→ **ASSIGNMENT**
Every entry should be repeated exactly as written.
■ ■ ■ ■ ■
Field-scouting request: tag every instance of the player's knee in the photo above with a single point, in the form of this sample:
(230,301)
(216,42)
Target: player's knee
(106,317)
■ ■ ■ ■ ■
→ **TASK RESULT**
Field-scouting request: tag every instance of the player's knee in the photo above with a single point, in the form of this sample:
(230,301)
(216,42)
Target: player's knee
(106,317)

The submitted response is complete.